* Required work:
(A) Answer these questions about the passage on delivering shoes in Haiti:
(i) What served as the landmark while looking for CPR3?
(ii) What is the name of the podiatrist who saw Wes?
(iii) When did the podiatrist come back to Haiti?
(B) Carry on the passage about delivering shoes to a girl in Haiti, starting right after its final sentence.

Looking for a church
and school community called CPR3, we drove past the Monroe's tire shop
which was our landmark. Stopping to ask directions, we turned back and
found our way. The tire shop was still there but had a different name,
and the small road turnoff was hardly visible through the palm frond
gates and cactus fences along the roadside. Sonya had special shoes to
deliver to a little girl named Wes. Wes had a problem walking when she
was very little and was seen by our podiatrist Dr Bheki Khumalo last
year. Plans were made for her surgery, money was raised and Dr Bheki
came back to Haiti last August with arrangements to take care of this
little girl along with nine other children with foot deformities. Much
to our delight, Wes had grown and was walking much better and the
decision was made not to operate. Corrective shoes would be
sufficient! So we were delivering some very particular shoes to a very
special girl today.

(Referring expression pointing data)

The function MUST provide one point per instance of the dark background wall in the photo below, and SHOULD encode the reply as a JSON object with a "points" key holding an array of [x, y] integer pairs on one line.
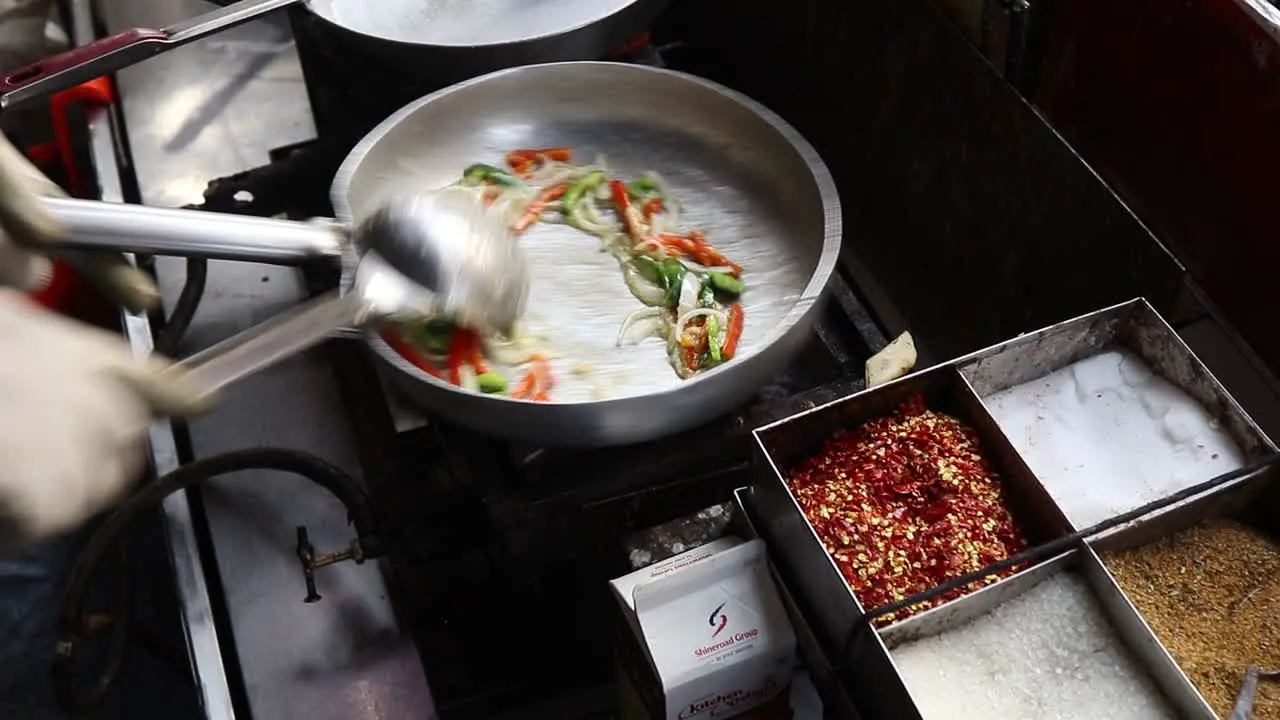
{"points": [[965, 214]]}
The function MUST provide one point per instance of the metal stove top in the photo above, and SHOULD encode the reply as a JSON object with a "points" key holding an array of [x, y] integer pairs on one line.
{"points": [[487, 528], [499, 552]]}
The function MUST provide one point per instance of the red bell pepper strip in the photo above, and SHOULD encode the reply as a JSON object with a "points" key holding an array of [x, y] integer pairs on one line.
{"points": [[457, 356], [650, 208], [524, 160], [408, 352], [631, 219], [471, 354], [734, 332], [535, 208]]}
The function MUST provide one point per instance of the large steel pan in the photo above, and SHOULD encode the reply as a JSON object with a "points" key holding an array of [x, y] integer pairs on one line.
{"points": [[757, 187], [745, 177]]}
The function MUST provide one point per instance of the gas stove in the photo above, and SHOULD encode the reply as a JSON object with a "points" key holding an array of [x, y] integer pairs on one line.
{"points": [[493, 537], [498, 552]]}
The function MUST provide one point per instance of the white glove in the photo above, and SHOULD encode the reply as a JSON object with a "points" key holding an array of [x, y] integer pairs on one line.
{"points": [[74, 409], [31, 232], [74, 404]]}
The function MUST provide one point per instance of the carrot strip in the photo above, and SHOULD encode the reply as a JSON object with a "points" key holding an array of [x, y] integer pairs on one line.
{"points": [[408, 352], [535, 208], [524, 160], [542, 370], [471, 354], [734, 332], [525, 387], [630, 217]]}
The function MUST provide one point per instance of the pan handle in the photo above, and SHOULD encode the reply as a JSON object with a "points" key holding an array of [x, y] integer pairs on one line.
{"points": [[278, 338], [91, 224], [118, 51]]}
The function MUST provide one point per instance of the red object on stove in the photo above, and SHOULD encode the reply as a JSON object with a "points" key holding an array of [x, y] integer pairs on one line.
{"points": [[64, 286], [632, 45]]}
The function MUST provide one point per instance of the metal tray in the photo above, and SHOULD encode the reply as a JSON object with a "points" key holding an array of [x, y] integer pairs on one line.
{"points": [[814, 657], [1255, 500], [795, 545], [1142, 646], [1133, 326]]}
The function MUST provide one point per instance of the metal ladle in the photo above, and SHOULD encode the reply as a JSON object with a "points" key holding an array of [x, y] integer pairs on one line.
{"points": [[438, 253]]}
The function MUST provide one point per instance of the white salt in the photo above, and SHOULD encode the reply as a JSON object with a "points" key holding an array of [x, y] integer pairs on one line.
{"points": [[1050, 652], [1106, 436]]}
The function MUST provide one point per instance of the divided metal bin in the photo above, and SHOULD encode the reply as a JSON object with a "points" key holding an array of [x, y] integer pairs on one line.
{"points": [[1253, 501], [958, 388]]}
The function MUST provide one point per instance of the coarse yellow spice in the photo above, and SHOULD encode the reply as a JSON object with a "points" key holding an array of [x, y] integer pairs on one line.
{"points": [[1212, 596]]}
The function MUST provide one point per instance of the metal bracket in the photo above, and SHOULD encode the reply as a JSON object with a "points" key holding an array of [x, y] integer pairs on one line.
{"points": [[311, 561]]}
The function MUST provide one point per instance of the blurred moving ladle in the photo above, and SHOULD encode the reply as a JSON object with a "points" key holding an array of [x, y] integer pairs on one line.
{"points": [[421, 254]]}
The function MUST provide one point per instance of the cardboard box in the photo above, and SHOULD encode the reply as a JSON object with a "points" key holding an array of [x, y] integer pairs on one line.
{"points": [[713, 636]]}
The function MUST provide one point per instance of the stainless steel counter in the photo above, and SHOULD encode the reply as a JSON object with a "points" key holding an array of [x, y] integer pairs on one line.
{"points": [[197, 113]]}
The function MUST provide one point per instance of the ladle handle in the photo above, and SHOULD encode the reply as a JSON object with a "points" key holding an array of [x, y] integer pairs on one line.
{"points": [[278, 338], [106, 55], [91, 224]]}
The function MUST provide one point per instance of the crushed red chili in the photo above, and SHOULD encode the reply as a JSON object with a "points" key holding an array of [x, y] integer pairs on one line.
{"points": [[904, 504]]}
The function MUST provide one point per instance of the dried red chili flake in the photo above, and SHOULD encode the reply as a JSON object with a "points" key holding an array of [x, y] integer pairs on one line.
{"points": [[904, 504]]}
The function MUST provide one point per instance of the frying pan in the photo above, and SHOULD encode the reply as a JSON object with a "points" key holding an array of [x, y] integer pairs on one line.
{"points": [[467, 37], [757, 188]]}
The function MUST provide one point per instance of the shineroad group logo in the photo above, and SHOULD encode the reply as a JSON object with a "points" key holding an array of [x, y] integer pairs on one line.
{"points": [[717, 619]]}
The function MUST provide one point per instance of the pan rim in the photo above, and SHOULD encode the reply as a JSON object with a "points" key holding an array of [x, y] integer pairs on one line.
{"points": [[804, 304], [530, 40]]}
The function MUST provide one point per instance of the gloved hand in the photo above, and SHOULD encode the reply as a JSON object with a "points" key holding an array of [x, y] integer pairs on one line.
{"points": [[31, 233], [74, 409], [74, 404]]}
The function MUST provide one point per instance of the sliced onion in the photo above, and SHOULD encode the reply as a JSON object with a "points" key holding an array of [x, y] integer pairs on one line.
{"points": [[645, 291], [690, 288], [640, 324], [467, 378]]}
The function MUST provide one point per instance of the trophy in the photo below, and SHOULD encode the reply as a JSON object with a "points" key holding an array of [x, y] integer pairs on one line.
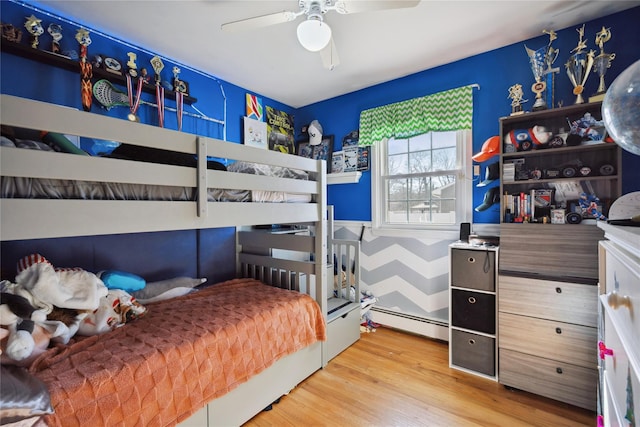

* Answers in order:
(A)
(i) The Monroe's tire shop
(ii) Dr Bheki Khumalo
(iii) Last August

(B)
Wednesday, November 4, 2015
A trip out of Port au Prince
This morning the CBU nursing team went to St Vincent's to have clinic,
and Sherye, Sonya, Brittany and I went north out of the city. We
travelled to Cabaret and Leveque along a now very familiar well paved
road that goes past the airport and up the coastline. Magnificent views
of the ocean to the west, mountains to the east, and miles of rocky
dirt fields in between. Lots of banana groves and what looks like
cultivated crops, then open empty fields with the occasional donkey or
goat. Villages have market stalls, filled today with mangoes,
plantains, car parts, tires, clothing, shoes, stereo equipment,
mattresses, furniture, sheets, juice or soda in bottles, sugar cane in
wheelbarrows. Then there are the SUPER LOTO stalls; small wooden
buildings only big enough to hold one person. Brightly painted green
and yellow and orange, they are everywhere.